* **Excerpt provided**:
It may sound masochistic, but these founders have found success with parallel entrepreneurship.

November 30, 2018 7 min read

This story appears in the December 2018 issue of Entrepreneur. Subscribe »

Jaclyn Johnson didn’t set out to run two startups at the same time. In fact, she never planned to launch one.

The first came from necessity. At 23, after an unexpected layoff, Johnson took on freelance marketing projects to pay her bills. When her workload got big enough, she formed No Subject marketing agency, counting L’Oréal and Microsoft as clients. And there it was: company #1.

That created another necessity. As a first-time founder, Johnson craved connection with other young women entrepreneurs, so she started organizing small gatherings in Los Angeles where female founders could talk frankly about their businesses and share and seek advice. She called the meetings Create & Cultivate, and the demand grew rapidly. “Brands were emailing me asking when the next one was and when tickets were going on sale,” she said. So she created company #2: Create & Cultivate became official, and today it attracts big-name speakers, from Chrissy Teigen to Gloria Steinem. “I was working 120 hours a week,” she said. “I was a full-blown masochist. But I was genuinely excited about both companies.”

Masochistic as she may be, she was also joining what appears to be an increasingly common path. It’s called “parallel entrepreneurship,” or running multiple companies at once, and although no studies track exactly how many people are doing this, business culture is full of examples — Elon Musk (Tesla, SpaceX, and others), Jack Dorsey (Twitter, Square), Richard Branson (all things Virgin), Naveen Jain (Moon Express, Viome) and more. Across industries, it’s also easy to find small-business owners juggling two or even more companies, sometimes in very different arenas. 

Parallel entrepreneurship makes intuitive sense: For people with large ambitions and a strong work ethic, it’s a way to get even more done. But for some entrepreneurs, double the companies can mean double the risks. Ultimately, people who have been through it say that parallel entrepreneurs need to answer an important question: Why am I doing this — and can I sustain it?

* **Problem requirements**: In the article on parallel entrepreneurship, take the part that opens with the words containing "It may sound" and closes with "to launch one.", and write it out again, substituting "businesses" for "startups". Work only from the article on parallel entrepreneurship.

* **Listing**:
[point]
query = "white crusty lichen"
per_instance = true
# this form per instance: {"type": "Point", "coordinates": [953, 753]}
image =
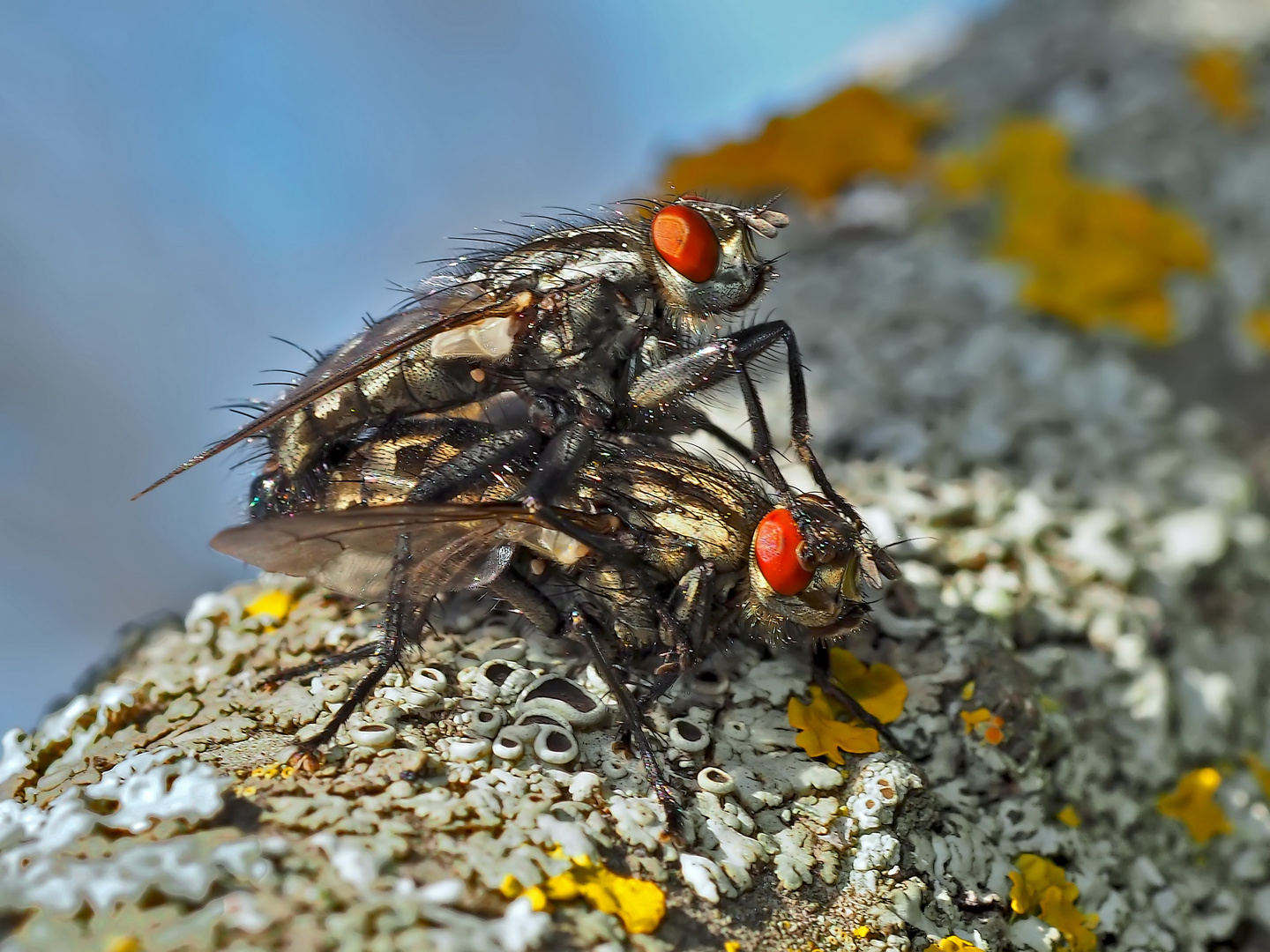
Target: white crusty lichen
{"type": "Point", "coordinates": [1081, 628]}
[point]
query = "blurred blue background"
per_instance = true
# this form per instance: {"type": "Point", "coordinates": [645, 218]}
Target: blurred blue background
{"type": "Point", "coordinates": [179, 182]}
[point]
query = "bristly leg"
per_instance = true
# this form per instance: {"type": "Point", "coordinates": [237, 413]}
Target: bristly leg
{"type": "Point", "coordinates": [823, 681]}
{"type": "Point", "coordinates": [322, 664]}
{"type": "Point", "coordinates": [403, 626]}
{"type": "Point", "coordinates": [586, 631]}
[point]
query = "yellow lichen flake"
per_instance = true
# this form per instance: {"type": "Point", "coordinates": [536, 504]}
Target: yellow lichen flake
{"type": "Point", "coordinates": [952, 943]}
{"type": "Point", "coordinates": [640, 905]}
{"type": "Point", "coordinates": [1096, 256]}
{"type": "Point", "coordinates": [982, 721]}
{"type": "Point", "coordinates": [820, 735]}
{"type": "Point", "coordinates": [1256, 326]}
{"type": "Point", "coordinates": [272, 772]}
{"type": "Point", "coordinates": [1041, 889]}
{"type": "Point", "coordinates": [878, 688]}
{"type": "Point", "coordinates": [1068, 815]}
{"type": "Point", "coordinates": [973, 718]}
{"type": "Point", "coordinates": [276, 605]}
{"type": "Point", "coordinates": [860, 130]}
{"type": "Point", "coordinates": [1221, 80]}
{"type": "Point", "coordinates": [1192, 802]}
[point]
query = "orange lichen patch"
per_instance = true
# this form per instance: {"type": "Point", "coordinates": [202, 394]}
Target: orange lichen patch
{"type": "Point", "coordinates": [952, 943]}
{"type": "Point", "coordinates": [1221, 80]}
{"type": "Point", "coordinates": [989, 726]}
{"type": "Point", "coordinates": [857, 131]}
{"type": "Point", "coordinates": [272, 770]}
{"type": "Point", "coordinates": [1192, 802]}
{"type": "Point", "coordinates": [1041, 889]}
{"type": "Point", "coordinates": [878, 688]}
{"type": "Point", "coordinates": [640, 905]}
{"type": "Point", "coordinates": [973, 718]}
{"type": "Point", "coordinates": [1096, 256]}
{"type": "Point", "coordinates": [1256, 326]}
{"type": "Point", "coordinates": [1259, 770]}
{"type": "Point", "coordinates": [820, 735]}
{"type": "Point", "coordinates": [274, 605]}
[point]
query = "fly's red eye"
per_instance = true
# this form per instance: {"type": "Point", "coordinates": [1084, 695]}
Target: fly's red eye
{"type": "Point", "coordinates": [776, 541]}
{"type": "Point", "coordinates": [686, 242]}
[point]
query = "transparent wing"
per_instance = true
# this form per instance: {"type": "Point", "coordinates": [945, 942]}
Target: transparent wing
{"type": "Point", "coordinates": [446, 310]}
{"type": "Point", "coordinates": [452, 546]}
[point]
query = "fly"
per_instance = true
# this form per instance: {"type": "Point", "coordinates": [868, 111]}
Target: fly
{"type": "Point", "coordinates": [663, 550]}
{"type": "Point", "coordinates": [609, 325]}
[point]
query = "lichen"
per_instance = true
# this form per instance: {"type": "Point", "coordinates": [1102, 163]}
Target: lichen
{"type": "Point", "coordinates": [1094, 254]}
{"type": "Point", "coordinates": [822, 735]}
{"type": "Point", "coordinates": [1221, 79]}
{"type": "Point", "coordinates": [860, 130]}
{"type": "Point", "coordinates": [1041, 888]}
{"type": "Point", "coordinates": [1192, 802]}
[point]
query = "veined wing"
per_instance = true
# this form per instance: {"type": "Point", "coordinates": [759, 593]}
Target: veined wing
{"type": "Point", "coordinates": [367, 351]}
{"type": "Point", "coordinates": [452, 546]}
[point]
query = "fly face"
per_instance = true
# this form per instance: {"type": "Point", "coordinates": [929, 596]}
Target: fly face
{"type": "Point", "coordinates": [704, 254]}
{"type": "Point", "coordinates": [787, 594]}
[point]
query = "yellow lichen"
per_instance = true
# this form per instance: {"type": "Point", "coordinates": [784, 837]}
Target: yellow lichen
{"type": "Point", "coordinates": [1221, 80]}
{"type": "Point", "coordinates": [857, 131]}
{"type": "Point", "coordinates": [1256, 326]}
{"type": "Point", "coordinates": [1041, 889]}
{"type": "Point", "coordinates": [272, 770]}
{"type": "Point", "coordinates": [1260, 772]}
{"type": "Point", "coordinates": [1192, 802]}
{"type": "Point", "coordinates": [638, 904]}
{"type": "Point", "coordinates": [972, 718]}
{"type": "Point", "coordinates": [952, 943]}
{"type": "Point", "coordinates": [820, 735]}
{"type": "Point", "coordinates": [878, 688]}
{"type": "Point", "coordinates": [989, 726]}
{"type": "Point", "coordinates": [1096, 256]}
{"type": "Point", "coordinates": [274, 605]}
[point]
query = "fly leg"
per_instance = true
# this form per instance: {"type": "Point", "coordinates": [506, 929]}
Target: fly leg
{"type": "Point", "coordinates": [691, 602]}
{"type": "Point", "coordinates": [322, 664]}
{"type": "Point", "coordinates": [585, 629]}
{"type": "Point", "coordinates": [696, 371]}
{"type": "Point", "coordinates": [403, 626]}
{"type": "Point", "coordinates": [822, 678]}
{"type": "Point", "coordinates": [475, 462]}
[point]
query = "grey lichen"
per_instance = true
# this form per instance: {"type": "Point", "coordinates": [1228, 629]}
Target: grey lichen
{"type": "Point", "coordinates": [1081, 628]}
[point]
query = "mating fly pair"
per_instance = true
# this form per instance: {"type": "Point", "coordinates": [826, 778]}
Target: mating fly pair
{"type": "Point", "coordinates": [597, 334]}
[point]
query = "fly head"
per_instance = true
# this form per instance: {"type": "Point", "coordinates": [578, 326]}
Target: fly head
{"type": "Point", "coordinates": [705, 258]}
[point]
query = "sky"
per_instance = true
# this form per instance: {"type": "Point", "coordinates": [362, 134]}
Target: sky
{"type": "Point", "coordinates": [179, 183]}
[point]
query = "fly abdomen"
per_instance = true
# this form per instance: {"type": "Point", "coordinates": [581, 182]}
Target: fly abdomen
{"type": "Point", "coordinates": [398, 386]}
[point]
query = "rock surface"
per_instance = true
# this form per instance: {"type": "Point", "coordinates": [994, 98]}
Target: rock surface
{"type": "Point", "coordinates": [1081, 628]}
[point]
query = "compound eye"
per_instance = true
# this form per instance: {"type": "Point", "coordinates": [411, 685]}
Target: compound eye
{"type": "Point", "coordinates": [686, 242]}
{"type": "Point", "coordinates": [776, 541]}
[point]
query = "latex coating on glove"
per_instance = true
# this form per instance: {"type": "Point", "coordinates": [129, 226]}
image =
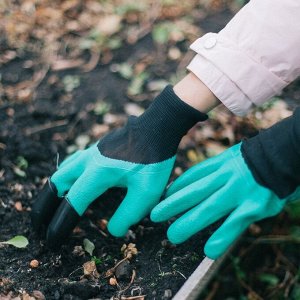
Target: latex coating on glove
{"type": "Point", "coordinates": [218, 187]}
{"type": "Point", "coordinates": [87, 174]}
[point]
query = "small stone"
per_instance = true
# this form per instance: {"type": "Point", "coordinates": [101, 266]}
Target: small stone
{"type": "Point", "coordinates": [34, 264]}
{"type": "Point", "coordinates": [78, 251]}
{"type": "Point", "coordinates": [98, 130]}
{"type": "Point", "coordinates": [90, 269]}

* **Output below**:
It may sound masochistic, but these founders have found success with parallel entrepreneurship.

November 30, 2018 7 min read

This story appears in the December 2018 issue of Entrepreneur. Subscribe »

Jaclyn Johnson didn’t set out to run two businesses at the same time. In fact, she never planned to launch one.